● **Quoted text**:
Previously around 25,000 Brits have headed to France every year to do seasonal work and they formed a major part of the workforce in French ski resorts.

But since the UK left the EU the paperwork required to hire Brits has made this much more complicated for those needing to recruit seasonal staff and left winter sports businesses in France – many of which are owned or run by Brits who live here – facing a big problem.

Diane Palumbo, who runs the Skiworld holiday firm based in France, said: “We are now running really late.

“If this was a normal ski season, we’d start recruiting before the end of the previous season – we take the pick of the staff who have performed the best, offer them jobs for the following season, and then we start recruitment from May and June. We’d be in full swing now.

“The problem now is there are no guarantees for work permits. Applications can be turned down. You can apply for a work permit. You can apply for a long-stay visa. There is no guarantee they’ll be accepted.”

READ ALSO What are the rules on short-term and seasonal work in France?

Since the UK left the EU, British citizens are no longer able to move to France and work under Freedom of Movement. Instead, the move requires a visa – if they intend to stay longer than 90 days – and a work permit.

Businesses too have obligations, if they want to hire a non-EU citizen they must first advertise the job to establish that no French or EU citizen wants or is able to do it, and then complete paperwork for work permits.

Doing this for dozens of staff at a time at the start of the ski season is simply impractical for many businesses, and many adverts for jobs in the French ski sector now specify that only applicants who have European citizenship or the right to residency will be considered for roles.

READ ALSO ‘EU citizens only’ – why Brits are at the back of the queue for ski season jobs in France

Adverts from seasonworkers.com

Clare Dawson, who runs self-catering ski holiday site Tignes.co.uk, said: “We have a five-month season but often with the cleaners we’ll do a four-month contract and then we have key staff pick up the end bits.

“Now, they [British seasonal workers] can only work 90 days – which doesn’t cover four months. We need people over Christmas and New Year, and then Easter as these are two busy periods. Britons can’t cover the full season. 

“We’d have to employ some for three months, then others for the end. This makes it too expensive and much more attractive to employ other EU workers.”

Both Clare and Diane are British and moved to France under freedom of movement, and say the feel devastated that the next generation will miss out on the opportunities that they enjoyed.

“I really don’t want this to be the case,” Diane said. “I am only going to give up my dream to let the next generation have the same opportunities I had after a fight. 

“We still want to develop with our French, Austrian, Italian counterparts to give young Britons the opportunities we had and for them to come back to the UK with that experience.”

Clare added: “It’s a huge shame not to give Britons the opportunity. I came here to work in a bar in 2000 and now have a house, partner, kids in local school here. 

“We have an amazing life and it makes me really sad to think my nieces and nephews and the next generation won’t get the same opportunities.”

● **Dataset content**:
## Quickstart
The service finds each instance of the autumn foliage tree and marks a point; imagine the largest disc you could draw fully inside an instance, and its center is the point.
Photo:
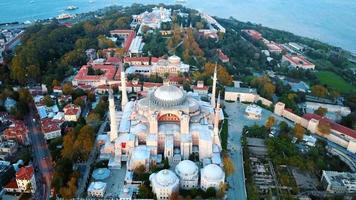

● **Your tasks**:
- a) According to the article on British ski-season workers in France, about how many Brits previously went to France each year to do seasonal work?
- b) Reproduce the passage of the article on British ski-season workers in France between "Since the UK left the EU, British" and "considered for roles.", inclusive.
- c) List every business or website named in the article on British ski-season workers in France.

● **Task-by-task results**:
- a) Around 25,000

- b)
Since the UK left the EU, British citizens are no longer able to move to France and work under Freedom of Movement. Instead, the move requires a visa – if they intend to stay longer than 90 days – and a work permit.

Businesses too have obligations, if they want to hire a non-EU citizen they must first advertise the job to establish that no French or EU citizen wants or is able to do it, and then complete paperwork for work permits.

Doing this for dozens of staff at a time at the start of the ski season is simply impractical for many businesses, and many adverts for jobs in the French ski sector now specify that only applicants who have European citizenship or the right to residency will be considered for roles.

- c) Skiworld, seasonworkers.com, Tignes.co.uk